_EXCERPT TO READ_
This tutorial walks you through running your first federated learning experiment with FLOPY-NET, from setup to analyzing results.

Prerequisites

Before starting this tutorial, ensure you have:

  • FLOPY-NET installed and configured (see Installation Guide)
  • Docker and Docker Compose installed
  • GNS3 server running (optional for network simulation)
  • Basic understanding of federated learning concepts

Overview

In this tutorial, you will:

  1. Set up a basic FL experiment with 3 clients
  2. Configure network conditions
  3. Monitor the training process
  4. Analyze the results

Step 1: Environment Setup

Start the Core Services

First, start the essential FLOPY-NET services:

# Navigate to the project root
cd path/to/flopy-net

# Start core services
docker-compose up -d policy-engine collector dashboard-backend dashboard-frontend

Wait for all services to be healthy:

# Check service status
docker-compose ps

# Check service logs
docker-compose logs -f policy-engine collector

Verify Dashboard Access

Open your browser and navigate to:

You should see the FLOPY-NET dashboard with system status indicators.

_DATA EXTRACT_
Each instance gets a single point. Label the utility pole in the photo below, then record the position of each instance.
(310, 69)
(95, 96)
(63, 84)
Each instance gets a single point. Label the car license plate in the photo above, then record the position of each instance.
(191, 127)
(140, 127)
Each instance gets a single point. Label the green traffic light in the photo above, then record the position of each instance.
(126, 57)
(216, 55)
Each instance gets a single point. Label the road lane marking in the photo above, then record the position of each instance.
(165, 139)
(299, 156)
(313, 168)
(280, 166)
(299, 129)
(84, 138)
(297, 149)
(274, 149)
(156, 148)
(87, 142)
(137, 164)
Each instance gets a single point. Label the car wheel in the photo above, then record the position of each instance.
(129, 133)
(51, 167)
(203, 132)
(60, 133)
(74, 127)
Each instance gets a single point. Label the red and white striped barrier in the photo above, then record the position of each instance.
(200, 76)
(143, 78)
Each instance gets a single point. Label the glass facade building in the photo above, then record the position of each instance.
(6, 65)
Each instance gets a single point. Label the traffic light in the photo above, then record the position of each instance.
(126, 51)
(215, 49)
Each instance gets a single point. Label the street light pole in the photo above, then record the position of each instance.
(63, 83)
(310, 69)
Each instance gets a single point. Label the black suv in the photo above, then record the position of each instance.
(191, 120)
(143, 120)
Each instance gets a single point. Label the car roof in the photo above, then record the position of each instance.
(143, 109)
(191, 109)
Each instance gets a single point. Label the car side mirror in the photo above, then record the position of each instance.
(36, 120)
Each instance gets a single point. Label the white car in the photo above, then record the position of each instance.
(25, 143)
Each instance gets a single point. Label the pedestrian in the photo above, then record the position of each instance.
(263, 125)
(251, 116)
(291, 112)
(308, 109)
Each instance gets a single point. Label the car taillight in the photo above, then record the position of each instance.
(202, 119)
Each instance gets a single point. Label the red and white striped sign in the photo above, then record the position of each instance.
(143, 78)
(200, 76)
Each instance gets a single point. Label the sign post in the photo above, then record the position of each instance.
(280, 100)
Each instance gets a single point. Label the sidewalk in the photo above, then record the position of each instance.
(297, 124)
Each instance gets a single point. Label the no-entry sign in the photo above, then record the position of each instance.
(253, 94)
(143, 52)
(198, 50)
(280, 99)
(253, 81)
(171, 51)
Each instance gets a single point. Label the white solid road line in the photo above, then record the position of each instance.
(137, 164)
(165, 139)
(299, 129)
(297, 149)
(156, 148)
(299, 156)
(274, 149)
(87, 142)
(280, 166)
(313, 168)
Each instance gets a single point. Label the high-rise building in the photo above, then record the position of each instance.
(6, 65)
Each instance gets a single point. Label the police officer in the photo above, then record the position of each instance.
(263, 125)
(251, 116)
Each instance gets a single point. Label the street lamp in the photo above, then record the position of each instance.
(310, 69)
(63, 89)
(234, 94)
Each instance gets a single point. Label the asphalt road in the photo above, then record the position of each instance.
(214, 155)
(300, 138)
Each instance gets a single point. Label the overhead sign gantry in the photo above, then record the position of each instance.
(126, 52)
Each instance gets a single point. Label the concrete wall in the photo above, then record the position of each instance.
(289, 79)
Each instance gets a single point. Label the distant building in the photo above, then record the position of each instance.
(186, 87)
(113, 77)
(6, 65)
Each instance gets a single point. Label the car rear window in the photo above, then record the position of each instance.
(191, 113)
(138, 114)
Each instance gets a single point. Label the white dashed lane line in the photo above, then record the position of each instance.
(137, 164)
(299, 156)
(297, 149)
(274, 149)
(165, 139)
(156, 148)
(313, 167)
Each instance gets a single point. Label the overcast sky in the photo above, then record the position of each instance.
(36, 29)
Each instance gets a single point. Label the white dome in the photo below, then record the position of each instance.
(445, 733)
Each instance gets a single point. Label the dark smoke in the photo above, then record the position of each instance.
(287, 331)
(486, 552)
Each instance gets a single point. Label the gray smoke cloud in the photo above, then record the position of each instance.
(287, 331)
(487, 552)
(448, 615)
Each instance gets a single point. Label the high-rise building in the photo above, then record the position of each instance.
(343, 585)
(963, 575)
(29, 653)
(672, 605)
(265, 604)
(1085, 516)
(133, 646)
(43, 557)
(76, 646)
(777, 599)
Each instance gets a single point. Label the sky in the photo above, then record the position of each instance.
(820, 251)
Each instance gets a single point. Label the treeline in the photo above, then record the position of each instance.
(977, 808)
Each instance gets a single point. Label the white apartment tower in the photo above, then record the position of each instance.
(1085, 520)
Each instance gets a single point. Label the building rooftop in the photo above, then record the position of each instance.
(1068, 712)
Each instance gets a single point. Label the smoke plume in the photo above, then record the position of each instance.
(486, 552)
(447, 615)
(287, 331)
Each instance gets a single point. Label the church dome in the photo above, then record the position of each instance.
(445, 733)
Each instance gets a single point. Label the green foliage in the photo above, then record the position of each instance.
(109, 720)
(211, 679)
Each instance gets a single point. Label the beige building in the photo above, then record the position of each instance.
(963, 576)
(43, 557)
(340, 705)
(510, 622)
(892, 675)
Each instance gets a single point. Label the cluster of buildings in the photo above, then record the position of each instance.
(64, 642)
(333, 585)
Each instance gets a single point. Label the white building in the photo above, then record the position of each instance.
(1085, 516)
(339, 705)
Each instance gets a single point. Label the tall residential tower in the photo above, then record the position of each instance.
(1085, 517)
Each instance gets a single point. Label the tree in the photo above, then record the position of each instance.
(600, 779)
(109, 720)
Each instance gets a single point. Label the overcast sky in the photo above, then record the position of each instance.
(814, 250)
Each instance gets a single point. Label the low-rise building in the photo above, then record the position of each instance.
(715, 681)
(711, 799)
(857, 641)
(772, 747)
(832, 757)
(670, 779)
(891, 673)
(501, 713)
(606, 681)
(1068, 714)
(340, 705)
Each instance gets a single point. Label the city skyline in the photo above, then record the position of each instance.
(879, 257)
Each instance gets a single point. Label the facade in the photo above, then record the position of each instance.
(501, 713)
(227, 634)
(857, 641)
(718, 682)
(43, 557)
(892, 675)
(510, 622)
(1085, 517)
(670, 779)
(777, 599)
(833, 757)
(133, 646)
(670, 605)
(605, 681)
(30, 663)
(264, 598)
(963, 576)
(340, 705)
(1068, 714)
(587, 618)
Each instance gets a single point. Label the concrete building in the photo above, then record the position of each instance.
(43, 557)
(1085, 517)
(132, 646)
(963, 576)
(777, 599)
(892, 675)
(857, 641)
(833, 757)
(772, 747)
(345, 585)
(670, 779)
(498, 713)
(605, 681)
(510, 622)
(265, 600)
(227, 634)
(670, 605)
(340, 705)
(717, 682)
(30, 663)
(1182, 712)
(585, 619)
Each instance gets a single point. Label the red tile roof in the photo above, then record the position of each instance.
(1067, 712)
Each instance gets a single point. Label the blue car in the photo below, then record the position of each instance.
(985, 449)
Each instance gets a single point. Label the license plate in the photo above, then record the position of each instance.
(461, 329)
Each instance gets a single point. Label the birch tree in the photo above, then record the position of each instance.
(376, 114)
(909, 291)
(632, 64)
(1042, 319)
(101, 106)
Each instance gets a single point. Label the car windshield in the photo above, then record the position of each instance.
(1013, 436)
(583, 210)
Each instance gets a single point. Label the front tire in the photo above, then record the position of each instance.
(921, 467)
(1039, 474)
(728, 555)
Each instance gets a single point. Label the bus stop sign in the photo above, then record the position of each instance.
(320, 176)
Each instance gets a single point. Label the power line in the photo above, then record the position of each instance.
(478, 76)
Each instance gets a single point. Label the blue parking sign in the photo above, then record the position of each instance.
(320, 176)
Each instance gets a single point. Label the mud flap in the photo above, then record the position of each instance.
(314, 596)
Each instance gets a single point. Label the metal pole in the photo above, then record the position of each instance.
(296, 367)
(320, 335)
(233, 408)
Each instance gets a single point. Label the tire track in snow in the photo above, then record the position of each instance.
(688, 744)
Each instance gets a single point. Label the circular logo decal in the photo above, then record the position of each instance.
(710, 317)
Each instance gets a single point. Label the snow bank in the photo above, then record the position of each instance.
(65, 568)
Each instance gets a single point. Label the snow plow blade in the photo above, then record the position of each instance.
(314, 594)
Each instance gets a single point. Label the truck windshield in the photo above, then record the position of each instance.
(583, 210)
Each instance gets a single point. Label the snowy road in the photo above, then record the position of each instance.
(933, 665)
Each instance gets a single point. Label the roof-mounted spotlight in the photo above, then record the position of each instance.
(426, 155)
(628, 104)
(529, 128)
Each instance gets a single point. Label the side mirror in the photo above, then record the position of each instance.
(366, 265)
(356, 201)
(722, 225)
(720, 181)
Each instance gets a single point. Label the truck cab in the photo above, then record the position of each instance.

_TASKS AND EXERCISES_
1) In the FLOPY-NET tutorial, how many clients does the basic federated learning experiment use?
2) Reproduce the FLOPY-NET tutorial word for word, from "Before starting this" to "for network simulation)".
3) Carry on the FLOPY-NET federated learning tutorial after its last sentence.

_RESULTS OF THE EXERCISE_
1) Three clients.

2)
Before starting this tutorial, ensure you have:

  • FLOPY-NET installed and configured (see Installation Guide)
  • Docker and Docker Compose installed
  • GNS3 server running (optional for network simulation)

3)
Step 2: Configure the Experiment

Create Experiment Configuration

Create a new experiment configuration file:

{
"experiment_id": "tutorial_basic_001",
"name": "Basic FL Tutorial Experiment",
"description": "First federated learning experiment with 3 clients",
"fl_config": {
"algorithm": "FedAvg",
"rounds": 10,
"clients_per_round": 3,
"local_epochs": 5,
"learning_rate": 0.01,
"dataset": "mnist",
"model": "simple_cnn"
},
"network_config": {
"simulation_enabled": false,
"latency_ms": 50,
"bandwidth_mbps": 100,
"packet_loss": 0.001
},
"policies": [
{
"name": "basic_training_policy",
"enabled": true,
"rules": [
{
"condition": "client_count < 3",
"action": "wait_for_clients",
"timeout": 300
},
{
"condition": "accuracy < 0.1",
"action": "log_warning",
"message": "Low accuracy detected"
}
]
}
]
}

Save this as configs/experiments/tutorial_basic_001.json.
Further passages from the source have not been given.